-- Document segment follows --

If you’re an insured driver and have a spouse, child, roommate, or friend who might get behind the wheel of your car, you’ve probably asked yourself this question: Who is covered under my car insurance policy? The most important thing to remember is this about non-owner car insurance:

Each car insurance policy is unique, and so when it comes to letting other people drive your car you should never automatically assume they are covered.

Some car insurance companies require you to list all the drivers on your policy. Anyone operating the vehicle outside of this list will not have coverage. Others extend coverage to family members living in the same household as long they are not the primary driver.

The detail behind who is covered under your car insurance policy is a question that must be asked well before committing to purchasing car insurance. It’s why we’re digging into everything you need to know about who is and who isn’t covered.

Beyond learning more about who is covered under your policy, we know you also want the most affordable car insurance possible. Start comparing rates by entering your ZIP code into our free car insurance comparison tool.

Other Drivers Covered Under Your Insurance

Who is covered under my car insurance policy? Knowing the answer to this question is important, especially when it comes to car accidents involving physical damage and injuries.

Of course, if your car is insured under your name, you know that you’re covered. But what about spouses, relatives, or friends? Let’s take a look at each of these scenarios below so you can learn the answer to “what drivers are covered on my car insurance policy?”

First thing’s first: as long as you’re a “named insured” in the policy, you’re covered. In other words, if your policy documents list you, and perhaps a few others like a spouse or teenage driver, you would all be covered by the policy regardless of what car you drive.

Here’s the key — never assume that your insurer will automatically add names other than your own to your policy. It’s better to be safe than sorry; if you want someone else on the policy, go ahead and have his or her name added.

But what if you let someone else drive your car, but they’re not listed on your car insurance policy? Let’s dig a bit deeper.

Is my spouse covered under my car insurance policy?

You’ll hear many legal experts, including those with Nolo, say that spouses are almost always automatically covered by your car insurance policy. And in many cases, this is true. However, not all insurance companies make that assumption. Your best bet is to always list your spouse as a driver on your car insurance documents.

Is my child or another relative covered by my insurance?

-- Document segment concluded --
-- Supplied information follows --

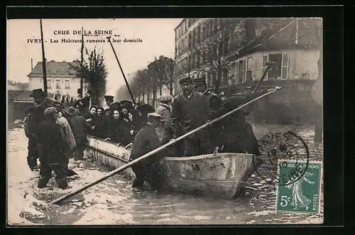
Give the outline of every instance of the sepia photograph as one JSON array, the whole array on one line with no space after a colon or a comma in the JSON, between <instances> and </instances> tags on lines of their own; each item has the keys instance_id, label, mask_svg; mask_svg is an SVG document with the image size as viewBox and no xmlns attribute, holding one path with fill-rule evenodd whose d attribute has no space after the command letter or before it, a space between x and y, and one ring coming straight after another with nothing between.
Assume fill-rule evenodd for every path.
<instances>
[{"instance_id":1,"label":"sepia photograph","mask_svg":"<svg viewBox=\"0 0 355 235\"><path fill-rule=\"evenodd\" d=\"M9 226L323 224L322 18L6 28Z\"/></svg>"}]
</instances>

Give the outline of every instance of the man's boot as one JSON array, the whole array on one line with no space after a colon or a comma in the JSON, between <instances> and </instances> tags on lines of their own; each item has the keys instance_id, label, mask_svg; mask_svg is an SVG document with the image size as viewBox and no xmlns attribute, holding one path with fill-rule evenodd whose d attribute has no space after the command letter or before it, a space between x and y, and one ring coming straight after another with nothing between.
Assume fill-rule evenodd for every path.
<instances>
[{"instance_id":1,"label":"man's boot","mask_svg":"<svg viewBox=\"0 0 355 235\"><path fill-rule=\"evenodd\" d=\"M38 180L38 183L37 185L37 187L38 188L43 188L45 186L47 186L47 184L48 183L49 178L48 177L44 177L41 176L40 179Z\"/></svg>"},{"instance_id":2,"label":"man's boot","mask_svg":"<svg viewBox=\"0 0 355 235\"><path fill-rule=\"evenodd\" d=\"M248 180L251 177L251 175L253 175L253 173L263 163L263 160L258 158L256 157L254 158L254 159L253 160L253 163L251 163L251 165L246 169L246 170L244 173L244 175L241 177L239 182L238 183L238 185L236 186L236 193L234 194L234 196L233 197L234 198L245 196L245 195L246 193L246 181L248 181Z\"/></svg>"},{"instance_id":3,"label":"man's boot","mask_svg":"<svg viewBox=\"0 0 355 235\"><path fill-rule=\"evenodd\" d=\"M55 179L57 183L58 184L58 187L62 190L65 190L67 187L67 182L66 179Z\"/></svg>"}]
</instances>

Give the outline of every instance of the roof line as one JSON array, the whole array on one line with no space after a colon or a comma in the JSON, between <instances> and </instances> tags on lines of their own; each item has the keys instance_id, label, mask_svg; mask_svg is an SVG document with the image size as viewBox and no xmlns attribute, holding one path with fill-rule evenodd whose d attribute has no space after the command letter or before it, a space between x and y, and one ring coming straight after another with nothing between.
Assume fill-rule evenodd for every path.
<instances>
[{"instance_id":1,"label":"roof line","mask_svg":"<svg viewBox=\"0 0 355 235\"><path fill-rule=\"evenodd\" d=\"M174 31L175 31L175 29L177 29L177 28L178 28L180 26L180 24L181 24L183 21L185 21L185 20L186 20L186 18L184 18L181 21L181 22L180 22L180 23L179 23L179 24L178 25L178 26L176 26L175 28L174 28Z\"/></svg>"}]
</instances>

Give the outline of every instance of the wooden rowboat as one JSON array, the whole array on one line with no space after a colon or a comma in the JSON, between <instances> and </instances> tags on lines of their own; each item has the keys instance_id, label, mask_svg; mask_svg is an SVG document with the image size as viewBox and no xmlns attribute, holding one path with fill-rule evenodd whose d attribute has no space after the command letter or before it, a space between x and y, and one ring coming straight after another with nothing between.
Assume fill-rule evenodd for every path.
<instances>
[{"instance_id":1,"label":"wooden rowboat","mask_svg":"<svg viewBox=\"0 0 355 235\"><path fill-rule=\"evenodd\" d=\"M129 162L130 149L102 139L88 137L86 155L110 168ZM182 193L232 199L238 183L253 167L253 155L246 153L214 153L192 157L165 157L160 160L164 189ZM124 171L130 179L131 168Z\"/></svg>"}]
</instances>

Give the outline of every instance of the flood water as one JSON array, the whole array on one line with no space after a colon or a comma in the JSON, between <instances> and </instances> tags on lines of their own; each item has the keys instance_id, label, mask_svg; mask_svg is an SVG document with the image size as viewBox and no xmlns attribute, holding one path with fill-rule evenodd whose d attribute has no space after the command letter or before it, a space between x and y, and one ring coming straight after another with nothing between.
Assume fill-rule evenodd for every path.
<instances>
[{"instance_id":1,"label":"flood water","mask_svg":"<svg viewBox=\"0 0 355 235\"><path fill-rule=\"evenodd\" d=\"M294 126L253 125L258 138L269 131L285 131ZM297 127L306 141L311 160L322 159L322 145L313 143L314 127ZM78 173L68 179L70 187L58 188L54 178L47 187L36 188L39 173L31 172L26 163L27 138L21 129L11 130L8 136L7 180L8 222L13 225L103 225L103 224L265 224L322 223L323 209L319 214L277 213L277 186L266 180L277 172L267 167L259 170L248 181L246 195L234 200L207 197L140 192L131 188L124 175L114 175L93 186L70 202L60 205L48 204L73 189L92 182L109 171L92 162L70 160L70 168ZM322 204L322 200L321 199ZM31 218L21 218L28 212Z\"/></svg>"}]
</instances>

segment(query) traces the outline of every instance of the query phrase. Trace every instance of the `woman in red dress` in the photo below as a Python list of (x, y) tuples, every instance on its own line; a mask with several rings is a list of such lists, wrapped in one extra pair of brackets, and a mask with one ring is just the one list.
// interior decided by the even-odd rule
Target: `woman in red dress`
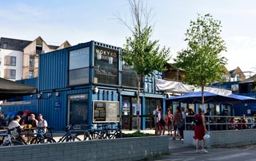
[(198, 108), (198, 113), (194, 116), (194, 118), (196, 117), (199, 117), (200, 119), (200, 124), (194, 125), (194, 135), (193, 137), (195, 139), (196, 152), (199, 153), (198, 143), (199, 140), (202, 140), (201, 151), (207, 153), (208, 151), (205, 149), (206, 140), (203, 139), (207, 131), (206, 128), (206, 119), (204, 114), (202, 112), (202, 108)]

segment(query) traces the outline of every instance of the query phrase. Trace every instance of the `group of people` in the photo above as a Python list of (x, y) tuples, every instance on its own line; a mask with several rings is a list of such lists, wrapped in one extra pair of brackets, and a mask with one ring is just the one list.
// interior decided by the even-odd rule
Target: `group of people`
[(22, 120), (22, 117), (17, 115), (14, 116), (14, 120), (9, 124), (8, 129), (13, 129), (17, 127), (19, 127), (21, 129), (24, 129), (26, 128), (31, 128), (31, 129), (34, 129), (34, 132), (46, 132), (48, 126), (47, 121), (42, 118), (42, 114), (39, 114), (38, 116), (38, 120), (36, 120), (35, 115), (34, 113), (31, 113), (28, 123), (30, 126), (26, 127), (24, 120)]
[[(166, 115), (163, 117), (162, 108), (156, 105), (154, 114), (157, 115), (157, 134), (165, 135), (166, 127), (168, 130), (168, 135), (176, 139), (179, 134), (179, 139), (183, 139), (184, 120), (186, 119), (186, 112), (184, 108), (177, 107), (174, 114), (172, 114), (172, 108), (167, 108)], [(173, 130), (174, 131), (173, 135)]]
[[(230, 130), (240, 130), (240, 129), (246, 129), (247, 128), (247, 119), (246, 118), (246, 115), (243, 115), (242, 118), (238, 119), (238, 121), (234, 120), (234, 117), (231, 117), (229, 120), (229, 129)], [(235, 125), (237, 124), (237, 125)]]
[[(162, 108), (160, 106), (156, 105), (154, 114), (157, 115), (157, 134), (164, 135), (166, 126), (168, 130), (168, 135), (172, 136), (172, 139), (176, 139), (177, 135), (178, 134), (180, 139), (183, 139), (183, 130), (185, 128), (185, 120), (186, 122), (192, 122), (196, 117), (199, 119), (199, 124), (194, 124), (194, 135), (193, 138), (195, 139), (196, 152), (199, 153), (199, 140), (202, 140), (201, 152), (207, 153), (208, 151), (205, 149), (206, 139), (204, 135), (207, 133), (206, 127), (206, 118), (205, 114), (202, 112), (202, 108), (198, 108), (198, 114), (195, 114), (192, 109), (189, 108), (188, 113), (185, 112), (184, 108), (177, 107), (174, 114), (172, 114), (172, 108), (169, 107), (167, 108), (166, 115), (163, 118)], [(190, 116), (186, 117), (186, 116)], [(194, 116), (194, 117), (192, 116)], [(174, 131), (174, 135), (172, 135), (172, 130)]]

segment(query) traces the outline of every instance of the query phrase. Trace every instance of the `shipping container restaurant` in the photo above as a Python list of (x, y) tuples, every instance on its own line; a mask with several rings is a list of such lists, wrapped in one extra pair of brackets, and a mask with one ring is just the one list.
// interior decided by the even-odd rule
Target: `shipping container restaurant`
[[(6, 112), (42, 113), (54, 131), (63, 131), (73, 123), (81, 127), (120, 123), (124, 129), (137, 129), (138, 125), (153, 128), (154, 106), (166, 106), (166, 95), (155, 90), (154, 81), (163, 74), (156, 71), (142, 78), (137, 104), (136, 76), (133, 68), (122, 61), (121, 52), (119, 47), (94, 41), (42, 52), (38, 77), (30, 81), (38, 92), (15, 104), (3, 104), (2, 108)], [(137, 124), (137, 115), (141, 124)]]

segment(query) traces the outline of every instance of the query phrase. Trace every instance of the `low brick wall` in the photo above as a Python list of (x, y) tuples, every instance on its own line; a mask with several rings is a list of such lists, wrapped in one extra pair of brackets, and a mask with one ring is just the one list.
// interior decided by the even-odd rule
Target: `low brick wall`
[(141, 160), (169, 152), (168, 136), (1, 147), (1, 160)]
[[(256, 143), (256, 130), (222, 130), (210, 132), (207, 147), (233, 147)], [(194, 145), (194, 131), (184, 131), (184, 143)]]

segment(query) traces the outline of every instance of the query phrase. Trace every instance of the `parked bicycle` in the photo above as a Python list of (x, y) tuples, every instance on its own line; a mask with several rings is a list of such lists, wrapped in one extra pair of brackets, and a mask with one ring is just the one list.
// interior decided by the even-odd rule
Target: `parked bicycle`
[(9, 130), (8, 133), (2, 133), (0, 136), (2, 139), (0, 140), (0, 146), (15, 146), (15, 145), (24, 145), (23, 143), (16, 140), (15, 137), (18, 135), (17, 128), (13, 128)]
[(49, 132), (48, 129), (46, 133), (43, 132), (43, 128), (39, 128), (38, 132), (36, 133), (36, 135), (31, 139), (30, 143), (34, 144), (34, 143), (56, 143), (55, 139), (51, 137), (52, 135), (51, 131)]
[(111, 128), (113, 124), (106, 123), (97, 126), (97, 129), (90, 131), (92, 139), (115, 139), (122, 136), (122, 127), (118, 125), (117, 128)]
[[(58, 142), (70, 142), (90, 139), (90, 134), (87, 130), (74, 129), (74, 124), (68, 124), (66, 128), (65, 135)], [(82, 137), (82, 138), (81, 138)]]

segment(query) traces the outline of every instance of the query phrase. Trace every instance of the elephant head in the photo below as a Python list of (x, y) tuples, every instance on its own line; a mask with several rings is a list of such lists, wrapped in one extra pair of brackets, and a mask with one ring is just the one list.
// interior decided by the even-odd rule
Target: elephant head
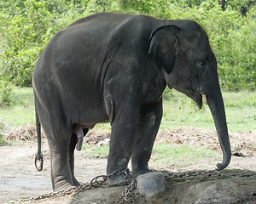
[(217, 165), (217, 170), (222, 170), (230, 162), (231, 150), (216, 58), (207, 34), (198, 24), (189, 20), (169, 23), (151, 33), (148, 53), (160, 65), (170, 88), (190, 97), (199, 108), (202, 98), (206, 99), (223, 150), (223, 162)]

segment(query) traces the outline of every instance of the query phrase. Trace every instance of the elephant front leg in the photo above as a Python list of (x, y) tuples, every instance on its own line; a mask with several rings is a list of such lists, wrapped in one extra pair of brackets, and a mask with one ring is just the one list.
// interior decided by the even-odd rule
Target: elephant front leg
[(143, 109), (131, 156), (131, 175), (149, 172), (148, 162), (162, 118), (162, 100)]
[[(126, 110), (126, 111), (125, 111)], [(112, 174), (115, 170), (124, 171), (127, 168), (134, 145), (136, 129), (137, 127), (138, 113), (129, 112), (129, 109), (122, 109), (120, 114), (117, 114), (112, 123), (109, 155), (108, 157), (107, 174)], [(126, 184), (127, 178), (123, 175), (113, 175), (108, 179), (108, 183)]]

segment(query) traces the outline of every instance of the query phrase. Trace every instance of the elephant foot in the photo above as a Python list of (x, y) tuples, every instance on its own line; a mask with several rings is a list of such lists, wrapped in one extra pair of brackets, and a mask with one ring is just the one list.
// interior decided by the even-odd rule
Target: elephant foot
[(54, 184), (53, 189), (54, 189), (55, 192), (57, 192), (59, 190), (67, 190), (68, 188), (70, 188), (72, 186), (73, 186), (73, 185), (67, 181), (59, 181)]
[(109, 177), (107, 180), (107, 184), (108, 185), (126, 185), (129, 184), (133, 177), (127, 173), (126, 177), (124, 177), (123, 175), (113, 175)]
[(142, 174), (145, 174), (147, 173), (150, 173), (150, 170), (148, 168), (145, 168), (145, 169), (141, 169), (141, 170), (132, 170), (131, 171), (131, 176), (133, 178), (142, 175)]
[(75, 185), (75, 186), (80, 185), (80, 183), (77, 180), (77, 178), (75, 177), (73, 178), (73, 185)]

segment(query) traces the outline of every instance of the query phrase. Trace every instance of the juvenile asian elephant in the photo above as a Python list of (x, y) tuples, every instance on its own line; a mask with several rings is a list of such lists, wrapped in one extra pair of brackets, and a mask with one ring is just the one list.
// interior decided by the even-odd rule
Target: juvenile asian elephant
[[(218, 170), (226, 167), (231, 154), (217, 62), (197, 23), (104, 13), (55, 34), (33, 73), (37, 158), (42, 124), (54, 190), (79, 184), (75, 146), (80, 150), (89, 128), (101, 122), (112, 127), (107, 173), (125, 169), (130, 158), (131, 175), (148, 173), (166, 85), (199, 108), (207, 98), (224, 154)], [(113, 176), (109, 182), (122, 179)]]

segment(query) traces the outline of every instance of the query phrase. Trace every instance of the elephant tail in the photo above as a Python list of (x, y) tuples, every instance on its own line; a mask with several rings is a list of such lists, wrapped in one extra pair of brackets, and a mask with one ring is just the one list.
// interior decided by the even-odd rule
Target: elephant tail
[(36, 107), (36, 124), (37, 124), (37, 135), (38, 135), (38, 154), (36, 155), (36, 158), (35, 158), (35, 166), (38, 171), (42, 171), (43, 156), (41, 153), (41, 123), (37, 110), (37, 107)]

-- Supplied information concluded --

#### [What you need to do]
• A. What does the car insurance text recommend as your best bet for covering your spouse?
• B. In the car insurance text, rewrite everything from "The detail behind" down to "damage and injuries.", swapping "policy" for "plan".

#### [Solved tasks]
• A. Always list your spouse as a driver on your car insurance documents.

• B.
The detail behind who is covered under your car insurance plan is a question that must be asked well before committing to purchasing car insurance. It’s why we’re digging into everything you need to know about who is and who isn’t covered.

Beyond learning more about who is covered under your plan, we know you also want the most affordable car insurance possible. Start comparing rates by entering your ZIP code into our free car insurance comparison tool.

Other Drivers Covered Under Your Insurance

Who is covered under my car insurance plan? Knowing the answer to this question is important, especially when it comes to car accidents involving physical damage and injuries.